Whenever a line in the data contains "trace", show that line.

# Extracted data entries
>>>

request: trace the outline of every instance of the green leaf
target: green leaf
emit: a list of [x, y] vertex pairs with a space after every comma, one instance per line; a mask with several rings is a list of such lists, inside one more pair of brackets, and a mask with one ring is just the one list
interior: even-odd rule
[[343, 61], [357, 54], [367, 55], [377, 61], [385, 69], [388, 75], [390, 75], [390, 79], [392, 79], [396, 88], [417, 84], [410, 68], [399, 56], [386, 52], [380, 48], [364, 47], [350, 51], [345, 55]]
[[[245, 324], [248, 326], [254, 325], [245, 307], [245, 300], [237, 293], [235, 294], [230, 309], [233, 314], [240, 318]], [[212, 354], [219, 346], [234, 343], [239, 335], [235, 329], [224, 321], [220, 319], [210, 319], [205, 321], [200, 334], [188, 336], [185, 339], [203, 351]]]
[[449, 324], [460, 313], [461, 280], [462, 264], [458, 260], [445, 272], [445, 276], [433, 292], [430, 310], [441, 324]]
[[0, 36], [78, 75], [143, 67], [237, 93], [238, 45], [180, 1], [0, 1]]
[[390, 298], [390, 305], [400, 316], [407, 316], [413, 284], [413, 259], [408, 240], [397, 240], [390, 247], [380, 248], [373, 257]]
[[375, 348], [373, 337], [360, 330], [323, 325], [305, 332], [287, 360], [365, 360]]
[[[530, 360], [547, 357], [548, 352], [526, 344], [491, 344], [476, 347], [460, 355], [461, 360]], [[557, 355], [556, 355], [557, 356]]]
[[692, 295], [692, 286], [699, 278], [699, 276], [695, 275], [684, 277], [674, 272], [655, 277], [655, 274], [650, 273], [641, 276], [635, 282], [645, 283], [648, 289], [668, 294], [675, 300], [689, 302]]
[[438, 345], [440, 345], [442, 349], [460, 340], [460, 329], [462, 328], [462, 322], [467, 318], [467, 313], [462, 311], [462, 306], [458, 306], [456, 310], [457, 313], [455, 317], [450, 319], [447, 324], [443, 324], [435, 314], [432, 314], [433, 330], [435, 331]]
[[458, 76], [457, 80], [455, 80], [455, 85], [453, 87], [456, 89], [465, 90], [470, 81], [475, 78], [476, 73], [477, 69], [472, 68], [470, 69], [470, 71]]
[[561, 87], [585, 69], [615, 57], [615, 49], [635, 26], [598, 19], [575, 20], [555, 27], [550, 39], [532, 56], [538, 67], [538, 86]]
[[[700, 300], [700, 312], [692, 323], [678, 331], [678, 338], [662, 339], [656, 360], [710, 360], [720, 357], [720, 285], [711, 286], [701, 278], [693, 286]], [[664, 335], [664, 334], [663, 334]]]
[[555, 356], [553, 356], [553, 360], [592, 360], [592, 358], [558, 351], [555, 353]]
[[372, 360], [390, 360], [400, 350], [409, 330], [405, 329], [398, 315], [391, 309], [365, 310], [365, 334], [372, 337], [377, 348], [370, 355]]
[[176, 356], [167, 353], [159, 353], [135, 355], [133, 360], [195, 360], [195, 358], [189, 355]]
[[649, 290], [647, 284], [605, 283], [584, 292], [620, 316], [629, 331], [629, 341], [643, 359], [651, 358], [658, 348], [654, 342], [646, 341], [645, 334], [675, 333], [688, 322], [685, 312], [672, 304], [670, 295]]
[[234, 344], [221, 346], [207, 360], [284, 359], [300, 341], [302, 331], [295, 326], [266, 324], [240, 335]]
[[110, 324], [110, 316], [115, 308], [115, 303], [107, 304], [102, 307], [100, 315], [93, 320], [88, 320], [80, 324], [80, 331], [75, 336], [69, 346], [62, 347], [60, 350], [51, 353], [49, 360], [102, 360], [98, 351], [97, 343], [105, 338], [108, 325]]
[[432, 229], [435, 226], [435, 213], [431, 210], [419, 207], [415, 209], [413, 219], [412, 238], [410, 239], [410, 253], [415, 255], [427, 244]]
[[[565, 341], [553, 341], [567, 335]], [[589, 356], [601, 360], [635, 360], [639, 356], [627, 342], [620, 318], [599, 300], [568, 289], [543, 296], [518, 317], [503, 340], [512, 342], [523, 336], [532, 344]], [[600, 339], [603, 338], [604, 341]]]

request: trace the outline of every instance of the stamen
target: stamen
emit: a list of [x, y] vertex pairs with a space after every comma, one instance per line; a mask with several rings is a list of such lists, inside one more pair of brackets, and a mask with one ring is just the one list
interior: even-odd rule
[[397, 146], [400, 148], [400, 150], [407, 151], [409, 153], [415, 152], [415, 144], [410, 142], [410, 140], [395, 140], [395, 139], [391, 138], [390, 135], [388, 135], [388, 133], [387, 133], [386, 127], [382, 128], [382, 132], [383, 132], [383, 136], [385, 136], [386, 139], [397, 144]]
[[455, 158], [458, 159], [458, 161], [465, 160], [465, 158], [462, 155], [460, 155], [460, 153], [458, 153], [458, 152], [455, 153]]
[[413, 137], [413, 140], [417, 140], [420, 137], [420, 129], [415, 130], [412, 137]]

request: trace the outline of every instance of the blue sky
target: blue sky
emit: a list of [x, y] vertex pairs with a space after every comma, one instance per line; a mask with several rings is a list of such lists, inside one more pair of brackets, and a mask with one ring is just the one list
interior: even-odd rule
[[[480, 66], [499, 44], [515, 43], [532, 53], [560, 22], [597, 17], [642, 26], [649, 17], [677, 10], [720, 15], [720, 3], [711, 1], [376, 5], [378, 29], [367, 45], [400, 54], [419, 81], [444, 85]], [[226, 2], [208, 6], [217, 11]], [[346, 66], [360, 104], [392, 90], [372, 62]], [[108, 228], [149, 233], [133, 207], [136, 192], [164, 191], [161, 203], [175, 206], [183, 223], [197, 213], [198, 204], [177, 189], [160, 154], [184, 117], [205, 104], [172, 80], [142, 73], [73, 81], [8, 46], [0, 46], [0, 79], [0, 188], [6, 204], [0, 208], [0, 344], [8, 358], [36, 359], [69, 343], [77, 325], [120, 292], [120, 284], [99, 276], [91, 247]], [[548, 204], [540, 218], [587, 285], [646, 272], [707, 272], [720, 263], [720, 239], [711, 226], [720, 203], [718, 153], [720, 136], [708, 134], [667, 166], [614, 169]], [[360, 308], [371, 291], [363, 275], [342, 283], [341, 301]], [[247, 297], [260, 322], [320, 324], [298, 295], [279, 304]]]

<<<

# Result for this task
request: trace the outline of every instance of the green leaf
request: trace the outline of every instance of the stamen
request: trace the outline of every instance of the blue sky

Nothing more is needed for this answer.